===== DATASET ENTRIES

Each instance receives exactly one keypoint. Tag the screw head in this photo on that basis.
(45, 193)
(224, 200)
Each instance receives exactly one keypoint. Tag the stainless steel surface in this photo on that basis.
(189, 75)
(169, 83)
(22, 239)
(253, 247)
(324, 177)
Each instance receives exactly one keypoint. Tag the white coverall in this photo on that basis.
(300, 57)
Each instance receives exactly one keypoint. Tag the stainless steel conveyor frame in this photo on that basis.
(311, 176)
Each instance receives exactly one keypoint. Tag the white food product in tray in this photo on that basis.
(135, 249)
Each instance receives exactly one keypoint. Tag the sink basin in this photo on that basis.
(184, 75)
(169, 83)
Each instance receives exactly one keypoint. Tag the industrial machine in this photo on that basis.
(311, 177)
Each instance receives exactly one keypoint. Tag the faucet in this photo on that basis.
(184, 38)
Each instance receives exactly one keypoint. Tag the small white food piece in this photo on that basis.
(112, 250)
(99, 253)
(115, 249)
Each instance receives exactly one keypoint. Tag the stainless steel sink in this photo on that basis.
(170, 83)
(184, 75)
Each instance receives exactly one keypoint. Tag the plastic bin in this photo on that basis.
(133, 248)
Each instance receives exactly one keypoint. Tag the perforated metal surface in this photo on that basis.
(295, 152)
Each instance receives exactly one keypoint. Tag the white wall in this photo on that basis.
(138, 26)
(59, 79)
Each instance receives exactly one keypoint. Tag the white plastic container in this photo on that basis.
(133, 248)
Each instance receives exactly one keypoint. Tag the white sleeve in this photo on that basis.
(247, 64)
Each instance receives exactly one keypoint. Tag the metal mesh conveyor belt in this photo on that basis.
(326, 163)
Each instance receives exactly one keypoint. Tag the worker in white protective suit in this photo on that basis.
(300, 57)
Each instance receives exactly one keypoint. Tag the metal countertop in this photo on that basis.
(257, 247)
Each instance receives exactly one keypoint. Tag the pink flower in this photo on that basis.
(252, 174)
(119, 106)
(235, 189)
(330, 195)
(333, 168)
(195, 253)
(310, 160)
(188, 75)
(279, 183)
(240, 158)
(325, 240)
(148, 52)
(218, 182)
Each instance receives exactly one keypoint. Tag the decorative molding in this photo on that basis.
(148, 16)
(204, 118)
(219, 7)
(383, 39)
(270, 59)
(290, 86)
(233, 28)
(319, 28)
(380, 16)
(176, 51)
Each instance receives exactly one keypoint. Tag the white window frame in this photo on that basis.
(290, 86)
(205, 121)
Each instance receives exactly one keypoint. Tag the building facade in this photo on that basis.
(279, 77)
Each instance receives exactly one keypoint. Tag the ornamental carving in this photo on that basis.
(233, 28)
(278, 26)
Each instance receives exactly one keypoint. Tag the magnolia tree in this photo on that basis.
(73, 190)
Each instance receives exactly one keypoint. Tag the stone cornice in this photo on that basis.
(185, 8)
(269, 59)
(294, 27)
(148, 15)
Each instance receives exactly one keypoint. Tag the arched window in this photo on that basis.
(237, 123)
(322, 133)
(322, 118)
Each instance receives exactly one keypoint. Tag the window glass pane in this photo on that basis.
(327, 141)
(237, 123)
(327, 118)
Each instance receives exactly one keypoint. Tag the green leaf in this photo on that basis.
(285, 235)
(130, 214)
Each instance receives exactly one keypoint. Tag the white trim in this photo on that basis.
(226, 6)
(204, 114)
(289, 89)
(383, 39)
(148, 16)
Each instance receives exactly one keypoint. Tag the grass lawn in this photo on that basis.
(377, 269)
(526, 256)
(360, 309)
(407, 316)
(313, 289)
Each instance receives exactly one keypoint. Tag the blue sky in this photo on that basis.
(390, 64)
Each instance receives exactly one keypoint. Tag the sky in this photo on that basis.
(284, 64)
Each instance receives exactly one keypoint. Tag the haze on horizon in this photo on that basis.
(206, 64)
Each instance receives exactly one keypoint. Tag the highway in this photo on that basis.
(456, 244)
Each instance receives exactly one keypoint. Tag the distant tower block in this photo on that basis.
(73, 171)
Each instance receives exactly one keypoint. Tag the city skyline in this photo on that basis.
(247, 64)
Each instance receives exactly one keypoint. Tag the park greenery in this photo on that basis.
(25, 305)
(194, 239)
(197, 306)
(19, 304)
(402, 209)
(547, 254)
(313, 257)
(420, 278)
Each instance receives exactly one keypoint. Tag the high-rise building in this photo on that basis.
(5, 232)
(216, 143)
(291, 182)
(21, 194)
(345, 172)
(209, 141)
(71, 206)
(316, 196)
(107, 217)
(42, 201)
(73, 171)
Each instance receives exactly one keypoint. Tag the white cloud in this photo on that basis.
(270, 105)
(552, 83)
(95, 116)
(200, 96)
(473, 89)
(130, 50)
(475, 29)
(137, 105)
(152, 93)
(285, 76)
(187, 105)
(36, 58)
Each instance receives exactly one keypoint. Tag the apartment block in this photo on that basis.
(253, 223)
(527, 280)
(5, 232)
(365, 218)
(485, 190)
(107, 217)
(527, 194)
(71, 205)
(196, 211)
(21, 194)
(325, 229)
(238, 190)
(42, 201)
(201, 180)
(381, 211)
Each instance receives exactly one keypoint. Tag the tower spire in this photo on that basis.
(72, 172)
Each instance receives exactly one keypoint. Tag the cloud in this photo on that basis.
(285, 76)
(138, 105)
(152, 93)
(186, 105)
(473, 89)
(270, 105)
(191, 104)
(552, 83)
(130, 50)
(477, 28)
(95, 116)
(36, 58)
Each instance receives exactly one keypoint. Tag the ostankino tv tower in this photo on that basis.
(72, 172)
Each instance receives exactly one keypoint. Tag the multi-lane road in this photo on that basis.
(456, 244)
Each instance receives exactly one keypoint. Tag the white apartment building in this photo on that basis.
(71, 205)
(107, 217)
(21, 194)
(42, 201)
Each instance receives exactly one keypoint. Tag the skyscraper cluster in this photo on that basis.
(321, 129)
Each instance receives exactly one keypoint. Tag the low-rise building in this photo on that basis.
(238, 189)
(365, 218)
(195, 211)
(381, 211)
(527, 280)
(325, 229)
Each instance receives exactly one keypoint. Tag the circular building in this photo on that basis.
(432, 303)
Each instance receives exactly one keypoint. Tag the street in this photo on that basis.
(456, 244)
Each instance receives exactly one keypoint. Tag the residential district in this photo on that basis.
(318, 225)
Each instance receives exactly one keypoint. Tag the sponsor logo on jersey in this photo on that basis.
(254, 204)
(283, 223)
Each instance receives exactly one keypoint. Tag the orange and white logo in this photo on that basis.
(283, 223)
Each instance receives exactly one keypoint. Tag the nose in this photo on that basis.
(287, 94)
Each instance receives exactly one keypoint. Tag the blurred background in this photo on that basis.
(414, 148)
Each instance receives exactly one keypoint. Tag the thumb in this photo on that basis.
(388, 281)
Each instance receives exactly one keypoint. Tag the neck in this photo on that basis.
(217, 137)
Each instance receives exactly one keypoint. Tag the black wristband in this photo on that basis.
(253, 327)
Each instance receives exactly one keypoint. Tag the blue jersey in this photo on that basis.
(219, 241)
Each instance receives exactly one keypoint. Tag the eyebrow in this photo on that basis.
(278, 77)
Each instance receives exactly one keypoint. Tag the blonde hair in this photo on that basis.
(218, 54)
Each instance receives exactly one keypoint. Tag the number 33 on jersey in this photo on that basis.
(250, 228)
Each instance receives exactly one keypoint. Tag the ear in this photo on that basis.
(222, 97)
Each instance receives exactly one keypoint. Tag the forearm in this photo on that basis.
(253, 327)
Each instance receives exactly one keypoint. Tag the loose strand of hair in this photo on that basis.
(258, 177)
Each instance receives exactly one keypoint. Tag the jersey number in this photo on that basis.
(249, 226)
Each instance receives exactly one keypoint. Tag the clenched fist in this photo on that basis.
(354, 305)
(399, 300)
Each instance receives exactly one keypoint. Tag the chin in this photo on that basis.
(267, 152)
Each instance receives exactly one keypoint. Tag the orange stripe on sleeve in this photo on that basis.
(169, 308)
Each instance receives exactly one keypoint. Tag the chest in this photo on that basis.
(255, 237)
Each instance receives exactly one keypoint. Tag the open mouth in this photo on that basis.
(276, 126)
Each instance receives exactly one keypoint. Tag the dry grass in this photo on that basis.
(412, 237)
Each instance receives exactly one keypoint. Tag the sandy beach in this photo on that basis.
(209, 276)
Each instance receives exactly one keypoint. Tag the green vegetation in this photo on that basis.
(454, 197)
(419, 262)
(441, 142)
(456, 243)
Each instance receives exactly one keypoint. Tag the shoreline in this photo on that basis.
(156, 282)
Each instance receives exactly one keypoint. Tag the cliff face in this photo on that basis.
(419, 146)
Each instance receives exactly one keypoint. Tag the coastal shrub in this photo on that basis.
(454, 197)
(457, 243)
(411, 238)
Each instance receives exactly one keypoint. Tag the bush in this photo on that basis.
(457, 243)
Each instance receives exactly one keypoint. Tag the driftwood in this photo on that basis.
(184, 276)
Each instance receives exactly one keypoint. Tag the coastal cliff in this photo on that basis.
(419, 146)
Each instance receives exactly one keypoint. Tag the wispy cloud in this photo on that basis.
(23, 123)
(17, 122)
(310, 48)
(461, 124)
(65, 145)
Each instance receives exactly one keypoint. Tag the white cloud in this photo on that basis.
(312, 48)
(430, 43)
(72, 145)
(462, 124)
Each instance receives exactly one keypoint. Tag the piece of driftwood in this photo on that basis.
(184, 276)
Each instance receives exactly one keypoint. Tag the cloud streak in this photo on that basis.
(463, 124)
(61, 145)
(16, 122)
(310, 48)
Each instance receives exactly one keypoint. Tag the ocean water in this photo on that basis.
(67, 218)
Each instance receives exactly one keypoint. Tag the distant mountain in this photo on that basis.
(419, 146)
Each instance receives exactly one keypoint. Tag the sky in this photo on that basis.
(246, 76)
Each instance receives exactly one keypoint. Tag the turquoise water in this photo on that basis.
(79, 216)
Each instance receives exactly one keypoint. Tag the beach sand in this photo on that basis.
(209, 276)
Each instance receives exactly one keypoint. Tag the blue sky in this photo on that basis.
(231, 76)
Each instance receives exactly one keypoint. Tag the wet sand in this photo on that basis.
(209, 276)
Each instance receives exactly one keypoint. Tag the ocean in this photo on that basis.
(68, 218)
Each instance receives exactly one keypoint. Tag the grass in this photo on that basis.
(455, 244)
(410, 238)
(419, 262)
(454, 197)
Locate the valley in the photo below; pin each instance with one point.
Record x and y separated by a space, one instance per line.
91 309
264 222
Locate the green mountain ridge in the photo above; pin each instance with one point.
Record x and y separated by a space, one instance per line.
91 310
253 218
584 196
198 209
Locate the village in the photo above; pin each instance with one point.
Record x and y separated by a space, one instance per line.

==========

(TASK): Copying should begin at the line containing "Locate the valley" and end at the last line of the material, with every line in between reproduced exactly.

(WRITTEN SOLUTION):
Locate the valley in the photo below; pin each instance with one point.
Record x and y separated by a space, one instance per line.
91 309
264 222
Locate the green mountain ridge in the photo above; pin each instance with one point.
Record x and y separated by a space, one instance per line.
91 310
253 218
584 196
198 209
Locate the village in the photo above; pin each instance with one point.
Record x and y separated by a space, one instance per line.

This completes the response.